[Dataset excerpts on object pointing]
--*--

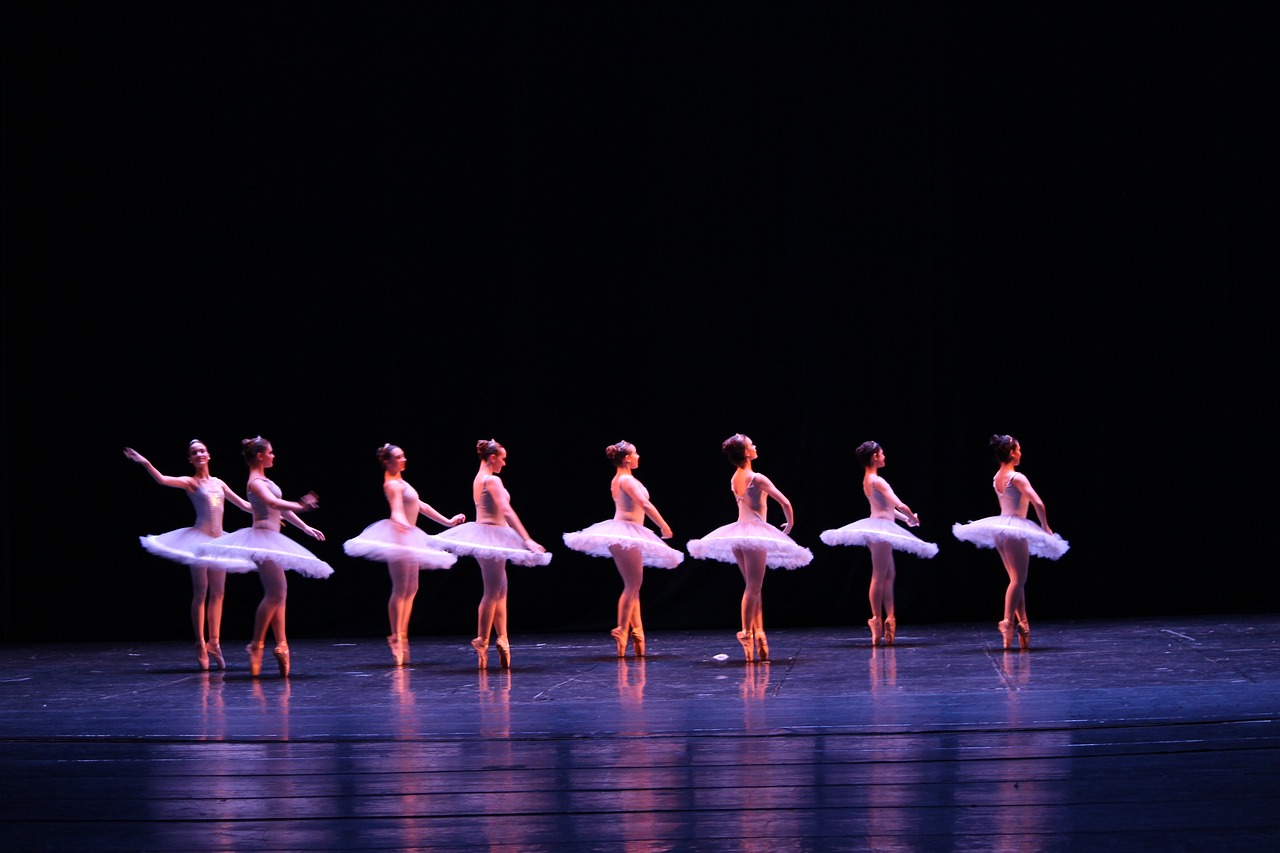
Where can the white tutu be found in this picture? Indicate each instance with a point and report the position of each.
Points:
(781, 551)
(987, 532)
(181, 547)
(867, 530)
(595, 541)
(475, 539)
(380, 541)
(259, 546)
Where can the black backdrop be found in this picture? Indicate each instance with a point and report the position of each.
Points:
(563, 224)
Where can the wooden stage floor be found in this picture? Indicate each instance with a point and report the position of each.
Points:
(1105, 735)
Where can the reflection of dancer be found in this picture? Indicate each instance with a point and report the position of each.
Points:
(496, 537)
(882, 537)
(631, 544)
(270, 551)
(752, 542)
(208, 574)
(402, 546)
(1014, 536)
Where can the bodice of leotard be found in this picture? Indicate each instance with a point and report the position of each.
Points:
(208, 498)
(625, 506)
(408, 500)
(881, 506)
(1011, 500)
(265, 518)
(487, 507)
(750, 501)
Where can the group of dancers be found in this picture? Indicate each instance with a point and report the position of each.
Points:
(497, 536)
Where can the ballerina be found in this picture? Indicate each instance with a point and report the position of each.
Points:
(208, 574)
(882, 537)
(1014, 537)
(752, 542)
(402, 546)
(496, 537)
(270, 551)
(631, 544)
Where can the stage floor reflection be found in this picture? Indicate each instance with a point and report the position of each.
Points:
(1105, 735)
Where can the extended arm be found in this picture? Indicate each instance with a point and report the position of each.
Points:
(429, 511)
(901, 511)
(289, 509)
(772, 491)
(236, 498)
(163, 479)
(640, 496)
(503, 500)
(1025, 486)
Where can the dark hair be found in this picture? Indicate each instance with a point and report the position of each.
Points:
(865, 451)
(1002, 446)
(251, 447)
(617, 454)
(735, 447)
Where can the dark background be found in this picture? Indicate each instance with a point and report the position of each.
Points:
(566, 224)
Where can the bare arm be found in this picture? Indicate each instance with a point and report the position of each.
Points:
(163, 479)
(236, 498)
(767, 486)
(292, 518)
(394, 492)
(900, 510)
(429, 511)
(309, 502)
(640, 496)
(1025, 486)
(503, 503)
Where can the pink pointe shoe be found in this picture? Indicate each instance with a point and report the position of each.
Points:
(282, 658)
(215, 653)
(397, 653)
(638, 641)
(255, 658)
(1006, 632)
(762, 646)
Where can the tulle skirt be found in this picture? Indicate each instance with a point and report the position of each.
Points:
(780, 550)
(380, 541)
(257, 544)
(181, 547)
(867, 530)
(986, 533)
(494, 541)
(595, 541)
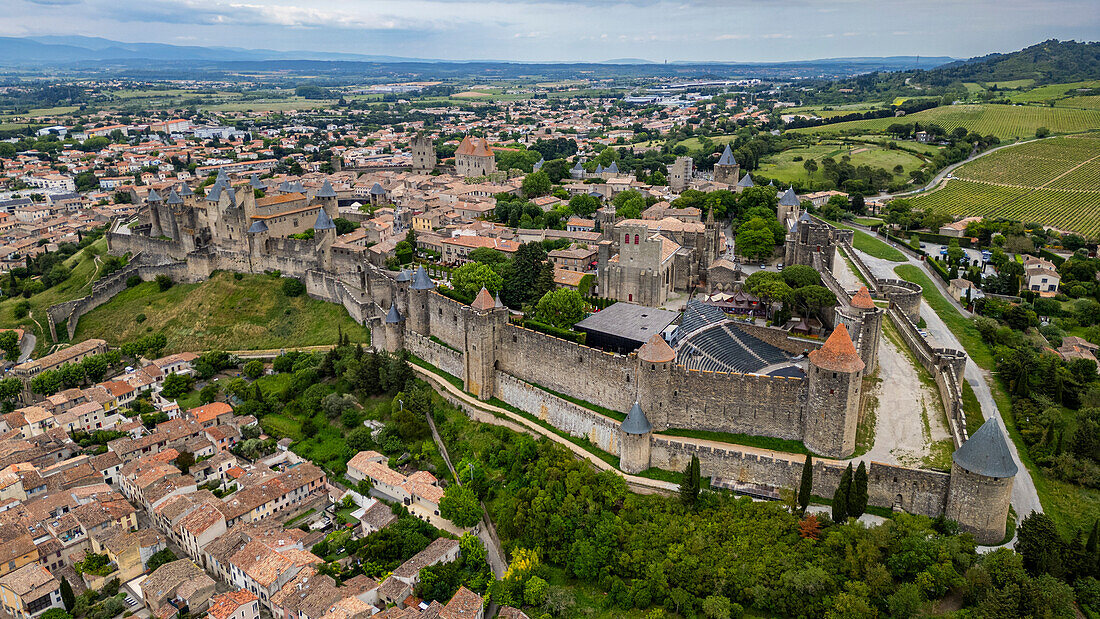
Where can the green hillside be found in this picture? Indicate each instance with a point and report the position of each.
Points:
(1007, 122)
(222, 312)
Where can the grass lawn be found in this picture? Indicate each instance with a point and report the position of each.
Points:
(84, 272)
(222, 312)
(1070, 506)
(869, 244)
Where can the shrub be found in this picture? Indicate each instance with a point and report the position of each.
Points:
(293, 287)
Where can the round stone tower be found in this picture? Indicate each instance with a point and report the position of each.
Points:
(419, 291)
(835, 378)
(980, 489)
(655, 365)
(634, 441)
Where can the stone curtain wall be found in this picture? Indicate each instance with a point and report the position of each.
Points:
(914, 490)
(451, 362)
(565, 416)
(945, 366)
(581, 372)
(746, 404)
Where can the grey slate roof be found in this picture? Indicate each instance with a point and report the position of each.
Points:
(636, 421)
(420, 280)
(323, 221)
(727, 157)
(327, 190)
(394, 317)
(789, 198)
(987, 453)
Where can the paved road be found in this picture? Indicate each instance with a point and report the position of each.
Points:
(1024, 496)
(939, 177)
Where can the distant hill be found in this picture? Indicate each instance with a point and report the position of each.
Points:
(1049, 62)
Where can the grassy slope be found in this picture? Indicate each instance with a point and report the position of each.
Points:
(1007, 122)
(78, 285)
(222, 312)
(1070, 506)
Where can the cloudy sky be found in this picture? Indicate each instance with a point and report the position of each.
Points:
(574, 30)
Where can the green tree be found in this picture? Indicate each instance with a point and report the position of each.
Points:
(471, 277)
(560, 308)
(253, 369)
(536, 184)
(755, 239)
(460, 506)
(857, 501)
(806, 486)
(840, 497)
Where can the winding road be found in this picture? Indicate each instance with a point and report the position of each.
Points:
(1024, 495)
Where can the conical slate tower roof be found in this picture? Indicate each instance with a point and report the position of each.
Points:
(727, 157)
(323, 221)
(394, 317)
(838, 354)
(636, 421)
(987, 453)
(327, 190)
(420, 280)
(789, 198)
(484, 300)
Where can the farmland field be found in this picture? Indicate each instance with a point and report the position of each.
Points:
(1054, 181)
(1007, 122)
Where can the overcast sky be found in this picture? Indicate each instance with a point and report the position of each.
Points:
(574, 30)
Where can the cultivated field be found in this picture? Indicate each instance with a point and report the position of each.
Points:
(1054, 181)
(1007, 122)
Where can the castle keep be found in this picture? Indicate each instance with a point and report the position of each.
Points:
(713, 374)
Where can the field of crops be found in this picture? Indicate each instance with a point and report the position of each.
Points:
(1078, 211)
(1007, 122)
(1054, 181)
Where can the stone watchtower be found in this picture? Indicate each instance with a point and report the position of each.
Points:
(327, 197)
(727, 169)
(424, 154)
(484, 327)
(653, 371)
(394, 329)
(980, 489)
(634, 441)
(832, 410)
(864, 320)
(419, 291)
(681, 173)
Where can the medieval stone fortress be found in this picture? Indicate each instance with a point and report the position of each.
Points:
(707, 372)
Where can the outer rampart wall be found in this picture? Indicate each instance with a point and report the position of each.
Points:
(914, 490)
(602, 378)
(746, 404)
(565, 416)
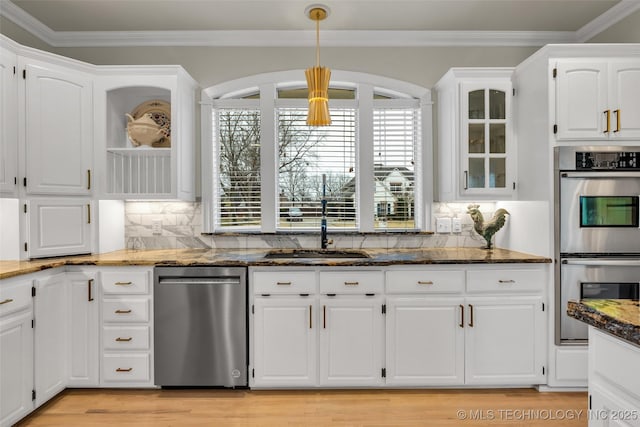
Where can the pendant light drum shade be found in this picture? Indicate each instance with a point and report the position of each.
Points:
(318, 77)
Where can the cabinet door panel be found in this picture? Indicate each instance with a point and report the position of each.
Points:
(58, 133)
(351, 341)
(284, 342)
(504, 341)
(425, 341)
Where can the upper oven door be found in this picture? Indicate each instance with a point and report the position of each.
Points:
(599, 212)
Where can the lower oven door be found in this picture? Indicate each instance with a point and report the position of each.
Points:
(592, 278)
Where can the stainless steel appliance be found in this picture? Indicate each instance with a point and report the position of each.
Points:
(200, 326)
(597, 229)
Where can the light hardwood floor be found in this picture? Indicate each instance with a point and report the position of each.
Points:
(210, 407)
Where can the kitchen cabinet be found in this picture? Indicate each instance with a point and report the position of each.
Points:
(614, 393)
(8, 123)
(58, 133)
(59, 226)
(597, 99)
(476, 146)
(83, 329)
(127, 327)
(16, 350)
(51, 309)
(128, 171)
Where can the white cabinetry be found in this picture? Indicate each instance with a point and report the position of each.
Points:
(475, 139)
(128, 171)
(83, 329)
(58, 128)
(597, 99)
(16, 350)
(59, 226)
(51, 337)
(8, 122)
(127, 310)
(614, 386)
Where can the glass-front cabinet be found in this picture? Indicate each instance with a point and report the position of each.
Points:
(474, 135)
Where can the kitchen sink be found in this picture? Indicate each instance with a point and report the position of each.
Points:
(315, 253)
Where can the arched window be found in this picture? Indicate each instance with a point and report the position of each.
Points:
(265, 170)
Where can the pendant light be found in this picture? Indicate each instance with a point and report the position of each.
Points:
(318, 77)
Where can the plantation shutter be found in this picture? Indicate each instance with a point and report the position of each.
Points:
(396, 133)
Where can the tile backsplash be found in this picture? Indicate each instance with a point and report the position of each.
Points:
(170, 225)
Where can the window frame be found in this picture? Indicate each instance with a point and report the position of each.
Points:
(405, 95)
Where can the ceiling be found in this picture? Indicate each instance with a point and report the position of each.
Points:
(283, 22)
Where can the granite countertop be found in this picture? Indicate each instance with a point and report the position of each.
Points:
(619, 317)
(255, 257)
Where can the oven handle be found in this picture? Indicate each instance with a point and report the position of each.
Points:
(634, 262)
(604, 174)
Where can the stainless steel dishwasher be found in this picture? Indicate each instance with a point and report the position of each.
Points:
(200, 326)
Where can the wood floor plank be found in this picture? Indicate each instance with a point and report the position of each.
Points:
(358, 408)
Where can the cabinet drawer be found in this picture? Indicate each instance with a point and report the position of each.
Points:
(126, 368)
(15, 297)
(284, 282)
(424, 281)
(125, 338)
(351, 282)
(501, 280)
(127, 281)
(125, 310)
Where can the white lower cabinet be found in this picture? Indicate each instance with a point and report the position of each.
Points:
(284, 341)
(16, 350)
(51, 307)
(83, 329)
(351, 341)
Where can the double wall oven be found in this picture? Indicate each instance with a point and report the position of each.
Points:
(597, 229)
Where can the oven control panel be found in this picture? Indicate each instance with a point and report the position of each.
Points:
(621, 160)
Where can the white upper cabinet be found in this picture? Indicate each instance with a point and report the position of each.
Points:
(476, 148)
(8, 122)
(128, 169)
(58, 130)
(597, 99)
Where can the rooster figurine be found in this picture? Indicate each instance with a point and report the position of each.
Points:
(487, 230)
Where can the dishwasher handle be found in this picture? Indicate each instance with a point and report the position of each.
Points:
(199, 281)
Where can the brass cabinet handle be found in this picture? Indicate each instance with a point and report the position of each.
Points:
(324, 317)
(89, 293)
(608, 114)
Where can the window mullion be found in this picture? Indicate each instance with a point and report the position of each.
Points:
(364, 158)
(269, 158)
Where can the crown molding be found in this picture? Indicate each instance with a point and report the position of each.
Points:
(335, 38)
(612, 16)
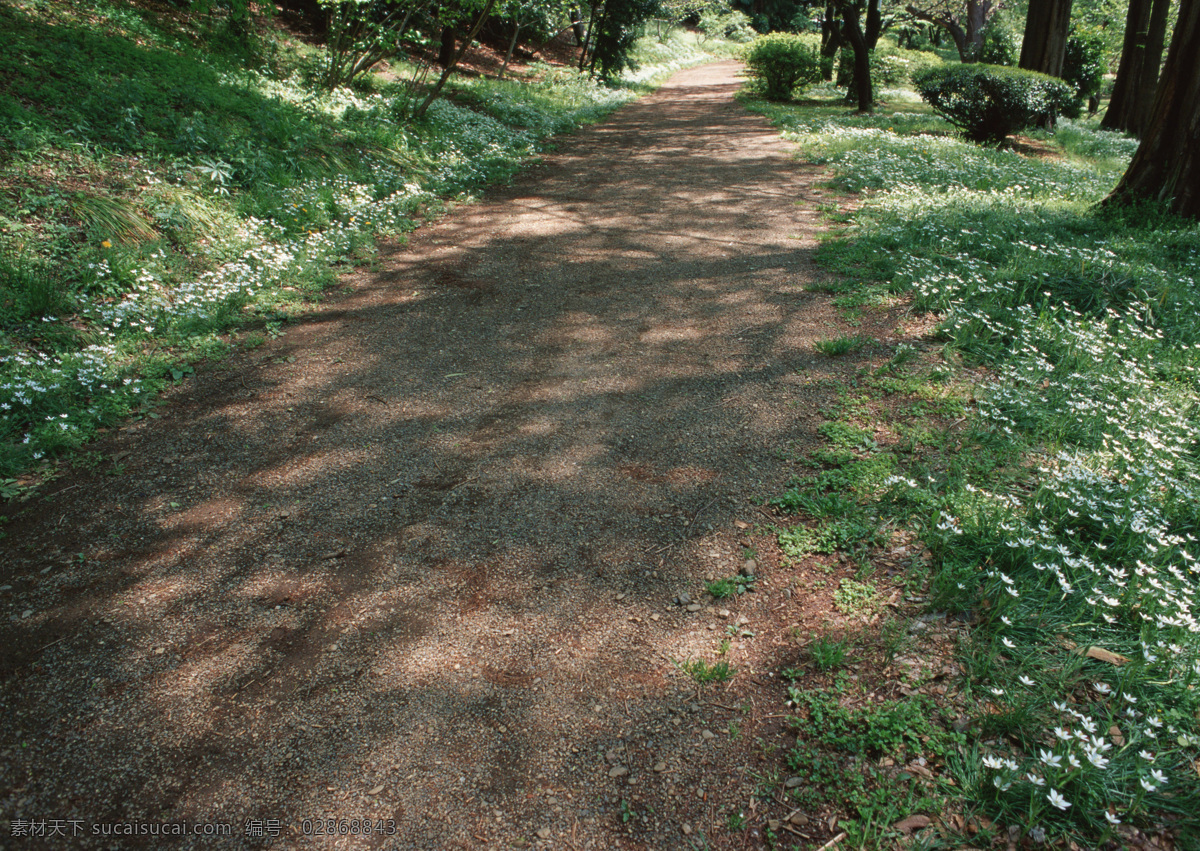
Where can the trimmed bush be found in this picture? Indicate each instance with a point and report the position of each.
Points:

--*--

» SHORT EXERCISE
From the material above, write out exactly the lines from the line with "Where can the white upper" through the closing line, inclusive, and no pictures.

» EXERCISE RESPONSE
Where can the white upper cabinet be found in this picture? Indicate each instance with a point and report the position of each.
Points:
(476, 148)
(8, 122)
(128, 169)
(58, 130)
(597, 99)
Where can the rooster figurine be found in this picture? Indicate each instance with a point and report the position of each.
Points:
(487, 230)
Where can the dishwasher handle be found in this picture? Indicate each instance with a point and report the position of each.
Points:
(199, 281)
Where can the brass cabinet handle be found in this picture? Indicate each instance with a point and report the position of each.
Points:
(324, 317)
(89, 293)
(608, 114)
Where can the window mullion be found in this picture? Indicate each instance with a point and report the position of each.
Points:
(364, 158)
(269, 158)
Where can the crown molding be found in this picture? Indicate each instance with a point and report the position of each.
Points:
(335, 38)
(612, 16)
Where can the trimmed bush be found in this picture? Indicate each instance with a point and report the position of each.
Points:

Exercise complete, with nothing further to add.